** Begin PROVIDED RECORDS **

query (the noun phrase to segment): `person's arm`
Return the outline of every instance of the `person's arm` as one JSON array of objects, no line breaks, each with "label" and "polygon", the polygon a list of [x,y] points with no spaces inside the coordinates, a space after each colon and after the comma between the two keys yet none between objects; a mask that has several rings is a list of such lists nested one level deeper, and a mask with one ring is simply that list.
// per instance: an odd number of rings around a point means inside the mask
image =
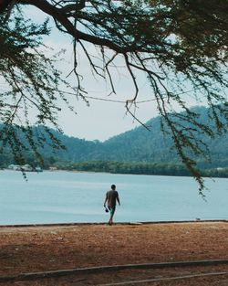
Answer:
[{"label": "person's arm", "polygon": [[117,197],[117,201],[118,201],[119,206],[120,206],[120,201],[119,201],[119,196],[118,196],[118,197]]},{"label": "person's arm", "polygon": [[106,207],[106,202],[108,201],[108,194],[106,194],[106,196],[105,196],[105,201],[104,201],[104,207]]}]

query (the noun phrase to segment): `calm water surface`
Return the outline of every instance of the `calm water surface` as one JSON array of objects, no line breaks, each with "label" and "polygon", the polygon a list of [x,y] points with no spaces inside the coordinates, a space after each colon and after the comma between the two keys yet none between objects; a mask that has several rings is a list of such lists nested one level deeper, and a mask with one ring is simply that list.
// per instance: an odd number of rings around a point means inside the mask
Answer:
[{"label": "calm water surface", "polygon": [[115,221],[227,219],[228,179],[206,180],[206,201],[192,178],[70,172],[0,171],[0,225],[104,222],[105,193],[117,185]]}]

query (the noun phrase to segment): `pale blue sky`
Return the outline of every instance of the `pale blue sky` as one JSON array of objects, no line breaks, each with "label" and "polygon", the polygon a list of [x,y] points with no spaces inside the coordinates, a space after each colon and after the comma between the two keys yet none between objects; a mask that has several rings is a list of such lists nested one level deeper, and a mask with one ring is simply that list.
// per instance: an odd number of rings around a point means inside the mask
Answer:
[{"label": "pale blue sky", "polygon": [[[44,15],[34,8],[27,7],[26,11],[26,14],[32,19],[36,18],[37,21],[44,19]],[[45,44],[53,48],[55,52],[59,51],[61,48],[66,49],[65,61],[60,62],[57,68],[61,69],[64,77],[67,76],[72,69],[73,62],[72,46],[69,37],[64,36],[56,29],[53,29],[51,36],[45,38]],[[89,46],[88,44],[87,48],[91,53],[94,52],[92,45]],[[110,87],[101,79],[97,78],[95,79],[92,77],[88,62],[80,50],[78,50],[78,70],[84,77],[82,84],[88,91],[88,96],[120,101],[133,97],[134,89],[132,81],[124,69],[120,68],[119,72],[115,72],[114,74],[117,94],[108,97],[110,92]],[[118,64],[121,65],[121,58],[119,58],[118,61]],[[73,77],[69,80],[72,84],[75,83]],[[140,94],[138,101],[154,99],[145,77],[140,76],[139,87]],[[196,101],[193,99],[188,100],[191,105],[196,105]],[[124,102],[110,102],[90,99],[90,106],[88,107],[82,100],[77,101],[74,96],[72,96],[70,101],[75,106],[78,114],[75,115],[62,106],[63,110],[59,113],[58,119],[59,125],[67,135],[85,138],[87,140],[104,141],[140,125],[130,114],[126,114]],[[133,109],[131,111],[133,111]],[[143,123],[157,115],[157,106],[154,101],[137,105],[136,116]]]}]

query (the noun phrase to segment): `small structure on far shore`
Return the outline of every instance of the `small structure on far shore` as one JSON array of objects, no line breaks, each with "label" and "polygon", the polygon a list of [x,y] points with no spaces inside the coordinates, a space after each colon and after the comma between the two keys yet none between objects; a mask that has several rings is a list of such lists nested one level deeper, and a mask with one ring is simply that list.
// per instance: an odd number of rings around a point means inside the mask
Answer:
[{"label": "small structure on far shore", "polygon": [[19,164],[11,164],[7,167],[8,170],[13,170],[13,171],[25,171],[25,172],[43,172],[42,168],[40,166],[36,166],[33,168],[30,164],[26,164],[23,165]]}]

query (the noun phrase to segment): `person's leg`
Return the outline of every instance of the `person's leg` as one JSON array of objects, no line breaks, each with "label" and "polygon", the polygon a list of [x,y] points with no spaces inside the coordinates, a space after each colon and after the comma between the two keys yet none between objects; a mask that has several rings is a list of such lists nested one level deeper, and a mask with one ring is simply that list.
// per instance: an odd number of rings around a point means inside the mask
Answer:
[{"label": "person's leg", "polygon": [[113,224],[113,217],[114,217],[115,209],[116,209],[116,207],[111,207],[110,208],[110,218],[109,218],[109,225],[112,225]]}]

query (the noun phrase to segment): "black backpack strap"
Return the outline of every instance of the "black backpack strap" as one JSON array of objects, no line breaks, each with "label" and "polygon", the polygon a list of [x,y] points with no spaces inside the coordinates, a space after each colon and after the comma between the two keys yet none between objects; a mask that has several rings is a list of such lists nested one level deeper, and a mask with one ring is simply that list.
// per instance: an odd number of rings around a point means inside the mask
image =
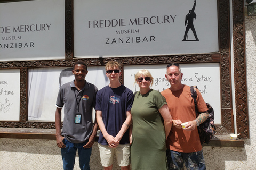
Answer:
[{"label": "black backpack strap", "polygon": [[196,98],[197,94],[196,94],[196,89],[197,87],[196,86],[190,86],[191,96],[193,98],[194,103],[195,103],[195,109],[196,109],[196,117],[198,116],[198,110],[197,109],[197,103],[196,101]]}]

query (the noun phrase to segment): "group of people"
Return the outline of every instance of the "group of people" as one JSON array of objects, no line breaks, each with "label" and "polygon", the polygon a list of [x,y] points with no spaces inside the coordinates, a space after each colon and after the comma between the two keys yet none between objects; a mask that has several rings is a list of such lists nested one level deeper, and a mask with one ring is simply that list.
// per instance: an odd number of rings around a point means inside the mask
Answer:
[{"label": "group of people", "polygon": [[[207,107],[197,89],[196,117],[190,87],[182,84],[180,65],[167,66],[170,88],[151,89],[154,78],[147,70],[135,75],[140,90],[134,94],[119,82],[121,65],[110,61],[105,67],[109,84],[98,90],[85,78],[86,64],[74,64],[75,80],[60,88],[55,112],[56,140],[64,169],[73,169],[78,150],[81,169],[89,162],[98,128],[101,163],[112,169],[115,155],[121,169],[205,169],[197,126],[208,117]],[[61,126],[61,110],[64,121]],[[93,125],[92,109],[96,110]],[[188,122],[182,129],[181,124]]]}]

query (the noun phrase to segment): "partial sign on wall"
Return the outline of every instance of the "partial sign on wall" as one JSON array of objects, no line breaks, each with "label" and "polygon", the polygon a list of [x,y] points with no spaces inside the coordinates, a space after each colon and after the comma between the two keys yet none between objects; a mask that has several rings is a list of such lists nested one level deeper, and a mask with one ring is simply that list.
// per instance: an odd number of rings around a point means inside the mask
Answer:
[{"label": "partial sign on wall", "polygon": [[217,1],[74,1],[76,57],[219,51]]},{"label": "partial sign on wall", "polygon": [[65,59],[65,21],[64,0],[0,3],[0,61]]},{"label": "partial sign on wall", "polygon": [[[60,87],[75,79],[73,68],[29,69],[28,120],[55,120],[56,99]],[[105,66],[89,66],[85,80],[99,89],[109,83]],[[62,109],[62,111],[63,109]],[[95,115],[95,113],[94,113]],[[62,119],[63,114],[62,113]]]},{"label": "partial sign on wall", "polygon": [[[139,91],[139,86],[134,83],[135,74],[140,70],[147,69],[154,78],[152,89],[162,91],[170,87],[169,81],[165,77],[166,65],[125,66],[124,85],[133,92]],[[211,104],[214,109],[214,123],[220,124],[221,114],[219,63],[182,64],[181,64],[181,69],[183,73],[182,84],[197,86],[205,101]]]},{"label": "partial sign on wall", "polygon": [[0,70],[0,121],[20,120],[20,70]]}]

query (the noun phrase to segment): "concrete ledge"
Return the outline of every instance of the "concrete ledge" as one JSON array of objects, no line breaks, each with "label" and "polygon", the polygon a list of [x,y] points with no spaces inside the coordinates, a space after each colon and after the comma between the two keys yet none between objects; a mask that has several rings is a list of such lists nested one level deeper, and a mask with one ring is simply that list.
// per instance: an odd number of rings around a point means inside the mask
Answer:
[{"label": "concrete ledge", "polygon": [[[0,128],[0,138],[56,140],[55,132],[55,129]],[[98,137],[98,134],[99,133]],[[98,141],[98,138],[95,141]],[[244,148],[244,140],[233,140],[228,135],[214,135],[209,144],[204,143],[202,146]]]},{"label": "concrete ledge", "polygon": [[204,143],[202,146],[244,148],[244,140],[243,139],[237,139],[236,140],[232,140],[229,135],[215,135],[213,136],[209,143]]}]

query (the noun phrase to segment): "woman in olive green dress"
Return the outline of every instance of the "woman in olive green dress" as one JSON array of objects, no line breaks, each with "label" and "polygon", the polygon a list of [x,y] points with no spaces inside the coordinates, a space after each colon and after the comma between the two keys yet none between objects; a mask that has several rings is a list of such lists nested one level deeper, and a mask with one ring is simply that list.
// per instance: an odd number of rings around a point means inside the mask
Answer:
[{"label": "woman in olive green dress", "polygon": [[166,170],[166,137],[172,126],[172,117],[165,98],[151,89],[153,78],[147,70],[135,74],[140,91],[135,96],[131,113],[132,169]]}]

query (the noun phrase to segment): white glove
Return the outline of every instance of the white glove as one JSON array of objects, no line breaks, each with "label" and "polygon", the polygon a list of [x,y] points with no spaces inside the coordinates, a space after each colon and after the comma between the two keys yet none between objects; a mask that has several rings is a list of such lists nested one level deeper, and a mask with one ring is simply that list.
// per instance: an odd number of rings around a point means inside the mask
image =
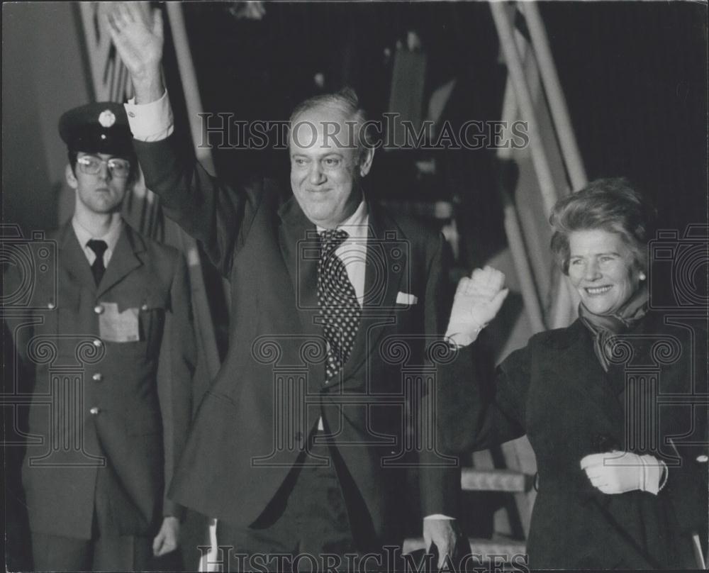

** End PROVIDED RECORDS **

# PROBLEM DETAILS
Copy out each line of the records above that contains the string "water".

# EXERCISE ANSWER
query (the noun phrase to segment): `calm water surface`
Return the outline of every instance of the `calm water surface` as one JSON array of objects, no line breaks, each with "label" and "polygon", the polygon a list of [x,y] points with no spaces inside the coordinates, a space after each colon and after the comma between the two keys yet none between objects; a mask that has several rings is a list of such lists nested one level deeper, and a mask with one ring is simply that list.
[{"label": "calm water surface", "polygon": [[115,221],[227,219],[228,179],[206,180],[206,201],[192,178],[70,172],[0,171],[0,225],[104,222],[105,193],[117,185]]}]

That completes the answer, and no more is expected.